Detection annotation entries:
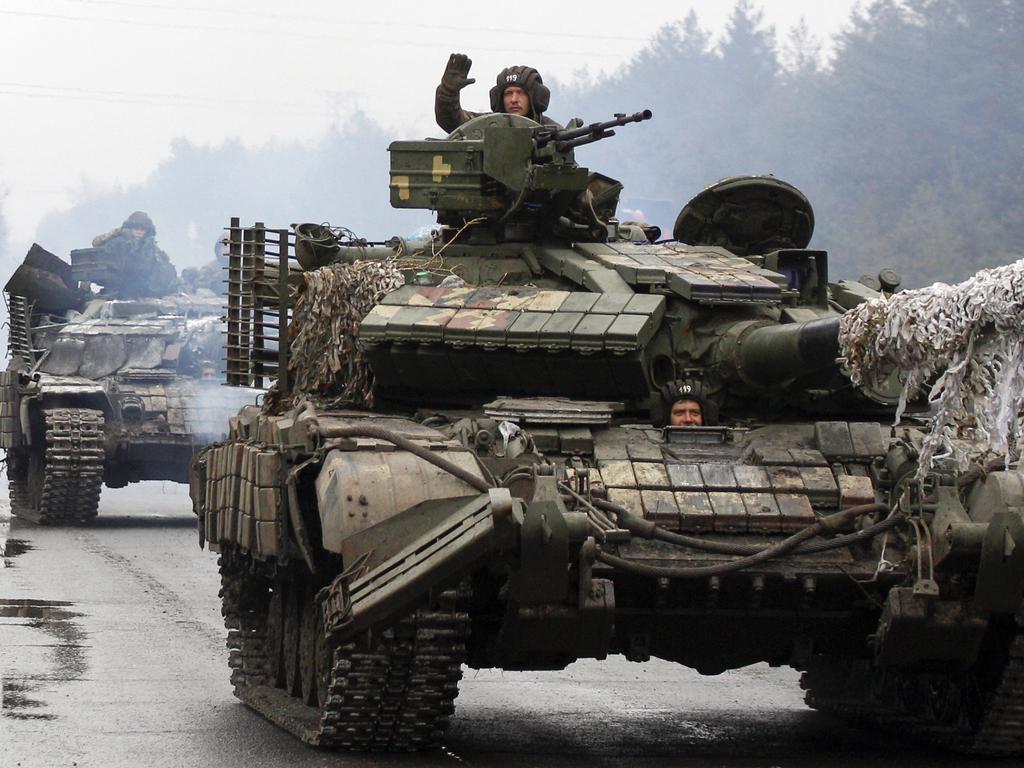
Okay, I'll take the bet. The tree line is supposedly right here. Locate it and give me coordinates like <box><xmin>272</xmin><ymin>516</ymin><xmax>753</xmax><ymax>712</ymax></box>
<box><xmin>25</xmin><ymin>0</ymin><xmax>1024</xmax><ymax>286</ymax></box>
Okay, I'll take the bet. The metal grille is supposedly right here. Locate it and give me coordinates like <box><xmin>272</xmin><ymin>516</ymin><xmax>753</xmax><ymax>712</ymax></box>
<box><xmin>6</xmin><ymin>294</ymin><xmax>35</xmax><ymax>366</ymax></box>
<box><xmin>225</xmin><ymin>217</ymin><xmax>302</xmax><ymax>392</ymax></box>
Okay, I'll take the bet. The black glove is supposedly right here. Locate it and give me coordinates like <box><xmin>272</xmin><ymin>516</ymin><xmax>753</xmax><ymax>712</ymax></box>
<box><xmin>441</xmin><ymin>53</ymin><xmax>476</xmax><ymax>93</ymax></box>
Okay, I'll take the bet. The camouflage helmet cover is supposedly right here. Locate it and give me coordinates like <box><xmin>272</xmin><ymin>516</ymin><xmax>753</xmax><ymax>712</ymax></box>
<box><xmin>490</xmin><ymin>66</ymin><xmax>551</xmax><ymax>119</ymax></box>
<box><xmin>121</xmin><ymin>211</ymin><xmax>157</xmax><ymax>234</ymax></box>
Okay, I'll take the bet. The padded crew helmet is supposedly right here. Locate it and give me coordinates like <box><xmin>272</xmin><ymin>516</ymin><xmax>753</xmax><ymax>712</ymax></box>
<box><xmin>121</xmin><ymin>211</ymin><xmax>157</xmax><ymax>236</ymax></box>
<box><xmin>655</xmin><ymin>379</ymin><xmax>718</xmax><ymax>427</ymax></box>
<box><xmin>490</xmin><ymin>66</ymin><xmax>551</xmax><ymax>122</ymax></box>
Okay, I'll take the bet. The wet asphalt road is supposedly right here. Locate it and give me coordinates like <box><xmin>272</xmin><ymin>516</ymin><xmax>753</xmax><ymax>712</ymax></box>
<box><xmin>0</xmin><ymin>483</ymin><xmax>1013</xmax><ymax>768</ymax></box>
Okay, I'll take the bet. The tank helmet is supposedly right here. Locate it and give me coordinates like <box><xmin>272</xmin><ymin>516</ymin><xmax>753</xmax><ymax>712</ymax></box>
<box><xmin>121</xmin><ymin>211</ymin><xmax>157</xmax><ymax>234</ymax></box>
<box><xmin>490</xmin><ymin>66</ymin><xmax>551</xmax><ymax>120</ymax></box>
<box><xmin>656</xmin><ymin>379</ymin><xmax>718</xmax><ymax>427</ymax></box>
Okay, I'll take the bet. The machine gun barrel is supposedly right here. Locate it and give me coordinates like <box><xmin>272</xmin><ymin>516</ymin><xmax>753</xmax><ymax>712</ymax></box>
<box><xmin>719</xmin><ymin>316</ymin><xmax>840</xmax><ymax>387</ymax></box>
<box><xmin>535</xmin><ymin>110</ymin><xmax>653</xmax><ymax>152</ymax></box>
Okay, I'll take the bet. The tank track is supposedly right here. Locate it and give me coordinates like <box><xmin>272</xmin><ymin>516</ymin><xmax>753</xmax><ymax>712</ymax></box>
<box><xmin>8</xmin><ymin>408</ymin><xmax>103</xmax><ymax>525</ymax></box>
<box><xmin>220</xmin><ymin>553</ymin><xmax>469</xmax><ymax>752</ymax></box>
<box><xmin>801</xmin><ymin>615</ymin><xmax>1024</xmax><ymax>757</ymax></box>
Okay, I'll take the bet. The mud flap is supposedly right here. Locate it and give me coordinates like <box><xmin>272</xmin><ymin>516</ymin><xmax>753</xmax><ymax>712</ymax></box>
<box><xmin>325</xmin><ymin>488</ymin><xmax>522</xmax><ymax>641</ymax></box>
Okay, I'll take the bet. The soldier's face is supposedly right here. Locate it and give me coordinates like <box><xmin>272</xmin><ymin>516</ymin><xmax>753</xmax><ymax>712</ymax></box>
<box><xmin>502</xmin><ymin>85</ymin><xmax>529</xmax><ymax>117</ymax></box>
<box><xmin>669</xmin><ymin>400</ymin><xmax>703</xmax><ymax>427</ymax></box>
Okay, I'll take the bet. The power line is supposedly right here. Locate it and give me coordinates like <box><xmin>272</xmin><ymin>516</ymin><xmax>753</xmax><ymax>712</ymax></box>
<box><xmin>0</xmin><ymin>10</ymin><xmax>621</xmax><ymax>59</ymax></box>
<box><xmin>65</xmin><ymin>0</ymin><xmax>650</xmax><ymax>43</ymax></box>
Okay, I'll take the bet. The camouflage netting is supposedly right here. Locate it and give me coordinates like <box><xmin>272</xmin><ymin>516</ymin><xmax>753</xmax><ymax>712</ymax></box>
<box><xmin>266</xmin><ymin>261</ymin><xmax>404</xmax><ymax>412</ymax></box>
<box><xmin>840</xmin><ymin>260</ymin><xmax>1024</xmax><ymax>473</ymax></box>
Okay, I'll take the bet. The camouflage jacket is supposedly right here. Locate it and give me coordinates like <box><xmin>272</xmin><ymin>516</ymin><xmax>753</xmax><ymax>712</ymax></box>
<box><xmin>434</xmin><ymin>84</ymin><xmax>561</xmax><ymax>133</ymax></box>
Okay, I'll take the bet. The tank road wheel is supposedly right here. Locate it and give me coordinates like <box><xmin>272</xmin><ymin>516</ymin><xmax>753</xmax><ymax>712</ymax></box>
<box><xmin>299</xmin><ymin>588</ymin><xmax>324</xmax><ymax>707</ymax></box>
<box><xmin>7</xmin><ymin>447</ymin><xmax>32</xmax><ymax>518</ymax></box>
<box><xmin>7</xmin><ymin>408</ymin><xmax>103</xmax><ymax>525</ymax></box>
<box><xmin>219</xmin><ymin>548</ymin><xmax>469</xmax><ymax>752</ymax></box>
<box><xmin>801</xmin><ymin>616</ymin><xmax>1024</xmax><ymax>756</ymax></box>
<box><xmin>218</xmin><ymin>550</ymin><xmax>270</xmax><ymax>698</ymax></box>
<box><xmin>322</xmin><ymin>591</ymin><xmax>469</xmax><ymax>752</ymax></box>
<box><xmin>282</xmin><ymin>582</ymin><xmax>304</xmax><ymax>696</ymax></box>
<box><xmin>266</xmin><ymin>582</ymin><xmax>285</xmax><ymax>688</ymax></box>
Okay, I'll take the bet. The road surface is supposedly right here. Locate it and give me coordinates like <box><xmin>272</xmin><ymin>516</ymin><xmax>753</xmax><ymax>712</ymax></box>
<box><xmin>0</xmin><ymin>483</ymin><xmax>974</xmax><ymax>768</ymax></box>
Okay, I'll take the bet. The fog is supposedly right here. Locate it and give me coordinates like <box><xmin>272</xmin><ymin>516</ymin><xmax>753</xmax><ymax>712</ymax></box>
<box><xmin>2</xmin><ymin>0</ymin><xmax>1024</xmax><ymax>286</ymax></box>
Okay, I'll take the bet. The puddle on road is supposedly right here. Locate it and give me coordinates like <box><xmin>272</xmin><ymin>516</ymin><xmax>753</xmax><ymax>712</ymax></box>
<box><xmin>0</xmin><ymin>539</ymin><xmax>35</xmax><ymax>568</ymax></box>
<box><xmin>0</xmin><ymin>602</ymin><xmax>88</xmax><ymax>720</ymax></box>
<box><xmin>0</xmin><ymin>680</ymin><xmax>56</xmax><ymax>720</ymax></box>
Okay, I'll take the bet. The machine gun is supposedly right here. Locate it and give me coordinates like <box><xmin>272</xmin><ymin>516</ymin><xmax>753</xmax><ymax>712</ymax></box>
<box><xmin>534</xmin><ymin>110</ymin><xmax>653</xmax><ymax>153</ymax></box>
<box><xmin>388</xmin><ymin>110</ymin><xmax>651</xmax><ymax>221</ymax></box>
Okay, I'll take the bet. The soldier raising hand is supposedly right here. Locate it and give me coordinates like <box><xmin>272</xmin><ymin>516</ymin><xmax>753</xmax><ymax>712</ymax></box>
<box><xmin>434</xmin><ymin>53</ymin><xmax>557</xmax><ymax>133</ymax></box>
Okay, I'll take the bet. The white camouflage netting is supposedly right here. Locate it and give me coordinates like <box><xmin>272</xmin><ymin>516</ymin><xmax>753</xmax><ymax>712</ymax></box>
<box><xmin>839</xmin><ymin>259</ymin><xmax>1024</xmax><ymax>474</ymax></box>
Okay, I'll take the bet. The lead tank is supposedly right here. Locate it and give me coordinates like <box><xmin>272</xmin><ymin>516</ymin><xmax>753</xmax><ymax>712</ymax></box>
<box><xmin>0</xmin><ymin>245</ymin><xmax>255</xmax><ymax>524</ymax></box>
<box><xmin>191</xmin><ymin>113</ymin><xmax>1024</xmax><ymax>755</ymax></box>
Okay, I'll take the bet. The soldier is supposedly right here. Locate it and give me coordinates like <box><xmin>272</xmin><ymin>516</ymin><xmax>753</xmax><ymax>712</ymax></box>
<box><xmin>92</xmin><ymin>211</ymin><xmax>178</xmax><ymax>298</ymax></box>
<box><xmin>434</xmin><ymin>53</ymin><xmax>558</xmax><ymax>133</ymax></box>
<box><xmin>662</xmin><ymin>380</ymin><xmax>714</xmax><ymax>427</ymax></box>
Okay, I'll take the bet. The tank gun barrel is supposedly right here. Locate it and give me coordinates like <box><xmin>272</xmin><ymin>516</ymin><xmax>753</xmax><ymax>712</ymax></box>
<box><xmin>719</xmin><ymin>316</ymin><xmax>840</xmax><ymax>388</ymax></box>
<box><xmin>534</xmin><ymin>110</ymin><xmax>653</xmax><ymax>153</ymax></box>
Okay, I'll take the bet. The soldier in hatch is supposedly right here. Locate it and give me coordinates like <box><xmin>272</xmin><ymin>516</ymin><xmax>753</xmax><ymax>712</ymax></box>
<box><xmin>434</xmin><ymin>53</ymin><xmax>558</xmax><ymax>133</ymax></box>
<box><xmin>662</xmin><ymin>380</ymin><xmax>715</xmax><ymax>427</ymax></box>
<box><xmin>92</xmin><ymin>211</ymin><xmax>178</xmax><ymax>298</ymax></box>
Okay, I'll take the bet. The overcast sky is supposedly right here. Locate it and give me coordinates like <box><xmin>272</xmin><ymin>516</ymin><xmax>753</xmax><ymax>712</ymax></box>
<box><xmin>0</xmin><ymin>0</ymin><xmax>855</xmax><ymax>254</ymax></box>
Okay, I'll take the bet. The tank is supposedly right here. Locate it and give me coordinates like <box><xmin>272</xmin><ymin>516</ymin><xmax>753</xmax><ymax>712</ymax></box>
<box><xmin>191</xmin><ymin>113</ymin><xmax>1024</xmax><ymax>755</ymax></box>
<box><xmin>0</xmin><ymin>245</ymin><xmax>255</xmax><ymax>525</ymax></box>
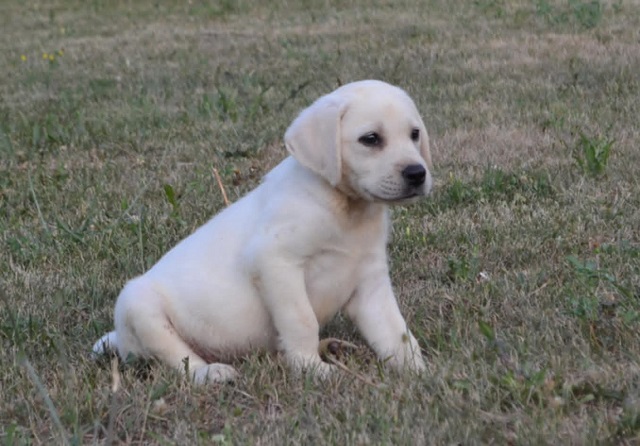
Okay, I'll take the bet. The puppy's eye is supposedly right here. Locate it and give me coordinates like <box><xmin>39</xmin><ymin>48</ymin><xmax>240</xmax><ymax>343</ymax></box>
<box><xmin>358</xmin><ymin>132</ymin><xmax>382</xmax><ymax>147</ymax></box>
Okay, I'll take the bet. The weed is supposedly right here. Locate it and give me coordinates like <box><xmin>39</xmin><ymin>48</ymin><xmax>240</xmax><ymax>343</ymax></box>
<box><xmin>571</xmin><ymin>132</ymin><xmax>615</xmax><ymax>176</ymax></box>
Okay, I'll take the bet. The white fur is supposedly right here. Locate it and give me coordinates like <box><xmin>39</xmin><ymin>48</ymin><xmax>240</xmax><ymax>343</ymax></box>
<box><xmin>93</xmin><ymin>81</ymin><xmax>431</xmax><ymax>383</ymax></box>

#### [Problem details]
Return each line of the entries that contains the word "soldier". Case counts.

#### [Solution to this exercise]
Okay, I'll take the bet. The soldier's face is supposedly right here. Locate it and give me coordinates like <box><xmin>272</xmin><ymin>516</ymin><xmax>753</xmax><ymax>712</ymax></box>
Okay, I'll take the bet. The soldier raising hand is supposedly right here. Locate it and give me coordinates like <box><xmin>272</xmin><ymin>516</ymin><xmax>753</xmax><ymax>712</ymax></box>
Okay, I'll take the bet. The soldier is supposedly right here. Locate it and give me coordinates like <box><xmin>272</xmin><ymin>516</ymin><xmax>753</xmax><ymax>712</ymax></box>
Okay, I'll take the bet. The soldier in hatch is supposedly right here. Locate it and give me coordinates like <box><xmin>272</xmin><ymin>516</ymin><xmax>753</xmax><ymax>712</ymax></box>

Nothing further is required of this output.